◆ **Work to complete**
a. Retype the part of the daycare app text starting at "Data loaded, so" and ending at "it’s entirely sufficient.".
b. Answer these questions from the daycare app text:
(i) Which folder is meant for data models?
(ii) What typeId does the HiveType annotation give the model?
(iii) What exception message is thrown when the document data is null?

◆ **Selected extract**
<<<<
Data loaded, so I can proceed to create the application.
Application
The application is quite simple, and I don’t plan to expand it in the future. Therefore, the code will be divided quite straightforwardly into the following folders:
- commons - for helper functions or frequently used simple widgets,
- core - for basic providers or various constant values,
- data - for code handling communication with various data sources or external services,
- domain - for data models,
- presentation - for code related to views and controllers.
It’s not the most scalable way to organize code for a mobile application, but for this mini-project, it’s entirely sufficient.
Domain layer
The application only requires defining one model - for daycare information. The model should include all the fields that were visible during data loading.
import 'package:cloud_firestore/cloud_firestore.dart';
import 'package:freezed_annotation/freezed_annotation.dart';
import 'package:geoflutterfire2/geoflutterfire2.dart';
import 'package:hive/hive.dart';
import 'package:znajdz_zlobek/commons/utils.dart';
part 'nursery_model.freezed.dart';
part 'nursery_model.g.dart';
@freezed
class NurseryModel with _$NurseryModel {
@HiveType(typeId: 0, adapterName: "NurseryModelAdapter")
const factory NurseryModel(
{@HiveField(0) required String? id,
@HiveField(1) required String? name,
@HiveField(2) required String? alimentationDailyFee,
@HiveField(3) required String? alimentationMonthlyFee,
@HiveField(4) required String? discounts,
@HiveField(5) required String? email,
@HiveField(6) required String institutionLocation,
@HiveField(7) required String institutionType,
@JsonKey(
toJson: LocationHelper.geoFirePointToJson,
fromJson: LocationHelper.geoFirePointFromJson)
@HiveField(8)
required GeoFirePoint? location,
@HiveField(9) required String? monthlyFee,
@HiveField(10) required String? hourlyFee,
@HiveField(11) int? numberOfPlaces,
@HiveField(12) required int? numberOfPlacesTaken,
@HiveField(13) required String? operatingEntityAddress,
@HiveField(14) required String? operatingEntityNIP,
@HiveField(15) required String? operatingEntityName,
@HiveField(16) required String? operatingEntityRegistryNumber,
@HiveField(17) required String? operatingEntityRegon,
@HiveField(18) required String? overTenHourlyFee,
@HiveField(19) required String? phoneNumber,
@HiveField(20) required bool specialTreatment,
@HiveField(21) required bool suspended,
@HiveField(22) required String? websiteUrl,
@HiveField(23) required Map<String, String> workingHours}) =
_NurseryModel;
factory NurseryModel.fromJson(Map<String, Object?> json) =>
_$NurseryModelFromJson(json);
factory NurseryModel.fromDocument(DocumentSnapshot doc) {
if (doc.data() == null) throw Exception("Document data was null");
return NurseryModel.fromJson(doc.data() as Map<String, Object?>)
>>>>
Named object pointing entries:
<<<<
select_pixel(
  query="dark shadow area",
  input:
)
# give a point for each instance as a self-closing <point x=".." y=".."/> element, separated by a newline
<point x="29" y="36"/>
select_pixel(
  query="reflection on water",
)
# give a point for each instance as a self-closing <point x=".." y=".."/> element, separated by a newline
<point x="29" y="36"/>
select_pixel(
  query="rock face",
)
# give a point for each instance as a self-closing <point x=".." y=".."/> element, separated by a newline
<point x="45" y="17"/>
>>>>
<<<<
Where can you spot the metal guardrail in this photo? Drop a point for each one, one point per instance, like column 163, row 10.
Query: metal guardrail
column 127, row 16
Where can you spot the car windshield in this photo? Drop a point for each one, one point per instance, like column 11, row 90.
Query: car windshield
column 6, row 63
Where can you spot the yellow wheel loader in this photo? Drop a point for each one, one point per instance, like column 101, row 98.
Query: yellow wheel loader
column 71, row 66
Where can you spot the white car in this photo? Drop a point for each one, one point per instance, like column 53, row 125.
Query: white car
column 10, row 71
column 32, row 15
>>>>
<<<<
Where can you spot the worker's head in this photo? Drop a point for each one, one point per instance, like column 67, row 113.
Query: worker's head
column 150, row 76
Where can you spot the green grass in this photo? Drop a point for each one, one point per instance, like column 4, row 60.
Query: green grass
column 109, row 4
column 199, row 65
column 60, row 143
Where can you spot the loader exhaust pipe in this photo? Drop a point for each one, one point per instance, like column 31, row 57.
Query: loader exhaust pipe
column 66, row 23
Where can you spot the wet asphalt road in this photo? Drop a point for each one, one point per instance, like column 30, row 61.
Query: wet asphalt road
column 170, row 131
>>>>
◆ **Solutions in order**
a.
Data loaded, so I can proceed to create the application.
Application
The application is quite simple, and I don’t plan to expand it in the future. Therefore, the code will be divided quite straightforwardly into the following folders:
- commons - for helper functions or frequently used simple widgets,
- core - for basic providers or various constant values,
- data - for code handling communication with various data sources or external services,
- domain - for data models,
- presentation - for code related to views and controllers.
It’s not the most scalable way to organize code for a mobile application, but for this mini-project, it’s entirely sufficient.

b.
(i) domain
(ii) 0
(iii) "Document data was null"